[Dataset entries]
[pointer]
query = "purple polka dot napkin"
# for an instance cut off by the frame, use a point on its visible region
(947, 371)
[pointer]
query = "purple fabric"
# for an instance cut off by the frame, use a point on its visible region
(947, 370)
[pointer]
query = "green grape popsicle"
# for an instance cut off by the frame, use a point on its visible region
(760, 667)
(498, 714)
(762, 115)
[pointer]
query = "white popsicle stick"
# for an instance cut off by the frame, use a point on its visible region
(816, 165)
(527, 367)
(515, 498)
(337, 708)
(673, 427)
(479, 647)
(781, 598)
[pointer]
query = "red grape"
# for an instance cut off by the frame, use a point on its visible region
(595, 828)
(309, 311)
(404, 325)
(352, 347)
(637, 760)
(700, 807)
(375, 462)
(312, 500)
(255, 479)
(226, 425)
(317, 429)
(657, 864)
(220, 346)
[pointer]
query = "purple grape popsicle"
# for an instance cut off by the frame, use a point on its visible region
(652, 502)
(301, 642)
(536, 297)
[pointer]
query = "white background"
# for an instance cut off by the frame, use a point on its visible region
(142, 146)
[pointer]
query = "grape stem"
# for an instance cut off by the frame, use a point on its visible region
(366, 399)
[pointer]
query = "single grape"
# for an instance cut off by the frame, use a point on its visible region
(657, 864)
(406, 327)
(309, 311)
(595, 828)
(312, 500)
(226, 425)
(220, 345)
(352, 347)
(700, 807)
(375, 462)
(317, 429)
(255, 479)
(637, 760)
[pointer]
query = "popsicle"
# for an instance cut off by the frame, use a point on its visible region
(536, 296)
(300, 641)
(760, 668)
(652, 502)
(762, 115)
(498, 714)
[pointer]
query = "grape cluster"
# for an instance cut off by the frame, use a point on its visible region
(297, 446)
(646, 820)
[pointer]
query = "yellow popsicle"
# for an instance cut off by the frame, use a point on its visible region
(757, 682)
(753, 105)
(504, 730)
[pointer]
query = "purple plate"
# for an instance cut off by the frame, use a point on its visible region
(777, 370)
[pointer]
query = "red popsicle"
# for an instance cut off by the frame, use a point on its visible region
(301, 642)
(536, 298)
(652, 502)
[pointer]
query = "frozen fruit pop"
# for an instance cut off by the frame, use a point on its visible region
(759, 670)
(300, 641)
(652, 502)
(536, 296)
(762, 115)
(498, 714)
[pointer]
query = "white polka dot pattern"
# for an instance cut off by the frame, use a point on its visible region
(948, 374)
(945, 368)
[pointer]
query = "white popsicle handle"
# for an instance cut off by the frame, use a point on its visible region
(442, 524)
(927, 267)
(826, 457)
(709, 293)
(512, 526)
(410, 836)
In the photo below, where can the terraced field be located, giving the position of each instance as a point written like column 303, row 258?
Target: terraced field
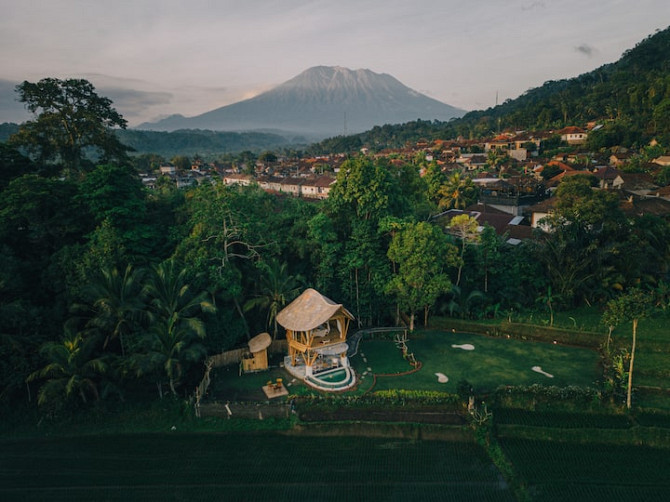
column 241, row 467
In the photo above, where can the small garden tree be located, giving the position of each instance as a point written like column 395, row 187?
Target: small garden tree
column 631, row 306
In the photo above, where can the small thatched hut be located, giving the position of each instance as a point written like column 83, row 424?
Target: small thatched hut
column 257, row 357
column 316, row 331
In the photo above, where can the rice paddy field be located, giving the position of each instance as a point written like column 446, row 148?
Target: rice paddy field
column 560, row 471
column 245, row 467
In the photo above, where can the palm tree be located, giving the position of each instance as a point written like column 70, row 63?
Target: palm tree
column 71, row 370
column 171, row 341
column 118, row 304
column 277, row 289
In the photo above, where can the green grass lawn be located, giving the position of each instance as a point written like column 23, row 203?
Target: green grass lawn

→ TASK TO COMPLETE
The answer should be the exact lines running from the line containing "Target: small garden tree" to the last line of the entries, with nothing else.

→ RESULT
Target: small garden tree
column 631, row 306
In the photo above, where can the small thatched hut be located, giving the position of each instance as a point written like column 83, row 424?
Target: small thatched hut
column 257, row 357
column 316, row 331
In the photo above, where can the rice paddy field be located, giving the position of each instance as a point written like column 446, row 148?
Target: rice paddy field
column 560, row 471
column 245, row 467
In the photo above, where can the palm tree be located, giving the position of each instance as a point written like column 70, row 63?
Target: palm tree
column 71, row 370
column 171, row 341
column 118, row 304
column 277, row 289
In the photo above, where can the green grass lawn be located, giving the position of each instance as a point written like column 23, row 203?
Target: green grass lawn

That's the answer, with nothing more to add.